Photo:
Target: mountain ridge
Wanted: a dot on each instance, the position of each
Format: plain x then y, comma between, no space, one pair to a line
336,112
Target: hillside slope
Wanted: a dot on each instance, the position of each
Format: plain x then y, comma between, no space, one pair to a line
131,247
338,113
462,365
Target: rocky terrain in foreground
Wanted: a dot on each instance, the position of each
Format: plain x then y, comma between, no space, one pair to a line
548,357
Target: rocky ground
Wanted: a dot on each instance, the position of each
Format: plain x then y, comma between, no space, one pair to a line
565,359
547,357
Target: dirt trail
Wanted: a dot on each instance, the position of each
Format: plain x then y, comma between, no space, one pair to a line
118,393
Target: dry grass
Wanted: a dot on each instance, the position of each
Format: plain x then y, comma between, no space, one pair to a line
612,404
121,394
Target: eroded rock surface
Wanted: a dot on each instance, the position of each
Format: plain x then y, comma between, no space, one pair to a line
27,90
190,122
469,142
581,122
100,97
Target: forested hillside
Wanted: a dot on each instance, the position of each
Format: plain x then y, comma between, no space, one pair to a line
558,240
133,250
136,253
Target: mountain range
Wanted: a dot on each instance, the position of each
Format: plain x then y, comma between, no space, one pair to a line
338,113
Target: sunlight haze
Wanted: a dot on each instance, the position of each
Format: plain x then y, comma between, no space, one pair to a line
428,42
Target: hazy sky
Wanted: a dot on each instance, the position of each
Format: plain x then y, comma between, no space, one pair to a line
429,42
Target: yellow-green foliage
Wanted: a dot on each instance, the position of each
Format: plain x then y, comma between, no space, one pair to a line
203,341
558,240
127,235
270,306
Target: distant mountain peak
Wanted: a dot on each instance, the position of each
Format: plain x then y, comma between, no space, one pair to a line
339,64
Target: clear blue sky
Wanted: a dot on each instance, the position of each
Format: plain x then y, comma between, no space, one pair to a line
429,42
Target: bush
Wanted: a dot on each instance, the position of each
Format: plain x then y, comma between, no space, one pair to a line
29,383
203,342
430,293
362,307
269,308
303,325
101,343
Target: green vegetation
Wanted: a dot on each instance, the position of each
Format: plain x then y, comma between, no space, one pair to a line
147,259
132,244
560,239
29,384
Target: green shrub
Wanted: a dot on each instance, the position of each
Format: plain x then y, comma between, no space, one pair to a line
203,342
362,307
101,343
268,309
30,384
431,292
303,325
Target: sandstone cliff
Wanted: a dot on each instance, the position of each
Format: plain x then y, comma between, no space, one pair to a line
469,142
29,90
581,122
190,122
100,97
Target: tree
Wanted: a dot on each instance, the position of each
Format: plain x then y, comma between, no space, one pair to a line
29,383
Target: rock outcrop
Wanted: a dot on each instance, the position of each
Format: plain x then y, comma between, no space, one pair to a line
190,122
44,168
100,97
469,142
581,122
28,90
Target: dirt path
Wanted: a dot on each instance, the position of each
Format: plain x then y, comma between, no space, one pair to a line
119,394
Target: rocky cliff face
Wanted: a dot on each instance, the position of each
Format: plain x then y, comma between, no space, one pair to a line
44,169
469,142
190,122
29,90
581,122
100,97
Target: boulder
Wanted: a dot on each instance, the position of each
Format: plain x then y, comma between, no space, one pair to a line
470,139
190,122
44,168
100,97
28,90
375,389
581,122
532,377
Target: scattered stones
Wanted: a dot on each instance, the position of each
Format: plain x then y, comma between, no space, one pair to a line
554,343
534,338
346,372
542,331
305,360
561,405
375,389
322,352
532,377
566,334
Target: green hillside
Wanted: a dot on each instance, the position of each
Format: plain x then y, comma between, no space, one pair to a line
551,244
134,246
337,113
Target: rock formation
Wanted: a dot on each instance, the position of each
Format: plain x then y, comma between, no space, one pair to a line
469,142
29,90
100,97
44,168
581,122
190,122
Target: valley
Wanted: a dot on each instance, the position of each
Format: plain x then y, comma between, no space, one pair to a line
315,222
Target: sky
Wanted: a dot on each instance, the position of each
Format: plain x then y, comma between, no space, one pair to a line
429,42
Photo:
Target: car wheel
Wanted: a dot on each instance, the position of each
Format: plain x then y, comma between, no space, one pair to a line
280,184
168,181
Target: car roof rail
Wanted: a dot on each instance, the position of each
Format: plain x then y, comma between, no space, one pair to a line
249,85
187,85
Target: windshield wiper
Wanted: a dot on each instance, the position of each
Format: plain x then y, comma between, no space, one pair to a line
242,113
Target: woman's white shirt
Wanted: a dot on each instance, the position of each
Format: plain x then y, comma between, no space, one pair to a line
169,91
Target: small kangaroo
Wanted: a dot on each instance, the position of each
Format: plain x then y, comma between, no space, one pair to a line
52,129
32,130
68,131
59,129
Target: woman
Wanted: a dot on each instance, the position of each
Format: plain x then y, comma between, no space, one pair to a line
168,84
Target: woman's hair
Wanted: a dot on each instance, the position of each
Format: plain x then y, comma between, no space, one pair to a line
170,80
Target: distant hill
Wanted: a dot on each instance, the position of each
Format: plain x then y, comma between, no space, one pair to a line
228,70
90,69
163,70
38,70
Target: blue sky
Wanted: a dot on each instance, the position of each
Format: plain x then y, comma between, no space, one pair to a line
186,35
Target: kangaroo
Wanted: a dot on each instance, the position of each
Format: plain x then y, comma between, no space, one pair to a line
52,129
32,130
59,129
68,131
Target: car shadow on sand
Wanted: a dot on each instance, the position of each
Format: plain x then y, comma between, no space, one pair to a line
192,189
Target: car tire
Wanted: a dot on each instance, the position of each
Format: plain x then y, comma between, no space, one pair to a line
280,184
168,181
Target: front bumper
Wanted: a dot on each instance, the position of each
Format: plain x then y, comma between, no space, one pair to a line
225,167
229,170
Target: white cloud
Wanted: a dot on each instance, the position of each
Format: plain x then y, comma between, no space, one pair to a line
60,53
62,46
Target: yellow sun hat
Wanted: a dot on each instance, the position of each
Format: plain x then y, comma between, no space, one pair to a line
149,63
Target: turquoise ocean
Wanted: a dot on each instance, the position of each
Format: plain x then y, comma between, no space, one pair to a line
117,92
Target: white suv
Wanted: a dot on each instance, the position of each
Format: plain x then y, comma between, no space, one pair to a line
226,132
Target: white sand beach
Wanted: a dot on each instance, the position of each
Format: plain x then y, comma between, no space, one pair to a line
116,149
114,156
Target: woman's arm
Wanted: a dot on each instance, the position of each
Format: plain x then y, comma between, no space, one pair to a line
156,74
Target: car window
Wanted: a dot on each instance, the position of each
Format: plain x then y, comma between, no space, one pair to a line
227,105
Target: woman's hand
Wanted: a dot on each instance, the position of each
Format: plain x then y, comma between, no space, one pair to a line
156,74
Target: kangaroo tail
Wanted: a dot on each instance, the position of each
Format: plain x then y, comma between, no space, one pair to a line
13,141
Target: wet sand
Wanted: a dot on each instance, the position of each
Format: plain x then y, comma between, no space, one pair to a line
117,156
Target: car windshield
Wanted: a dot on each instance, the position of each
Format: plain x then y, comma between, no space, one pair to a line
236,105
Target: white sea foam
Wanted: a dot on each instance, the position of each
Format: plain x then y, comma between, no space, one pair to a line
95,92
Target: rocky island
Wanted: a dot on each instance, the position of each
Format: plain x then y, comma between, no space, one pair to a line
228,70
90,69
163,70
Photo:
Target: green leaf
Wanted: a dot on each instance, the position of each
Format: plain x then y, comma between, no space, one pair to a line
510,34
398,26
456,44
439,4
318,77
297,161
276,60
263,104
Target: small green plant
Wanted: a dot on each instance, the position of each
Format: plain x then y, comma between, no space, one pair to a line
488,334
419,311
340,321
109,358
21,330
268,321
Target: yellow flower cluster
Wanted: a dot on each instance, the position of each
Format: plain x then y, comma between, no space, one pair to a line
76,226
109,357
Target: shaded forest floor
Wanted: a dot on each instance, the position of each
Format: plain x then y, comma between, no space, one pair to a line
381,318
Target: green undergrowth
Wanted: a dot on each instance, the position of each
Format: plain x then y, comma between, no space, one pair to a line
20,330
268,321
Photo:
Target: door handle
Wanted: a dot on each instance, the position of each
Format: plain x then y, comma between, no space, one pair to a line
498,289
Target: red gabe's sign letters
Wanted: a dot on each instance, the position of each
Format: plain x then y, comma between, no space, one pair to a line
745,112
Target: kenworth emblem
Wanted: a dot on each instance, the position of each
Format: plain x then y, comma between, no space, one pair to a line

EXERCISE REQUIREMENTS ▸ All lines above with "rocky" in them should be returned.

RESPONSE ▸
Target: rocky terrain in foreground
Target: rocky ground
Target: rocky cliff face
Target: rocky island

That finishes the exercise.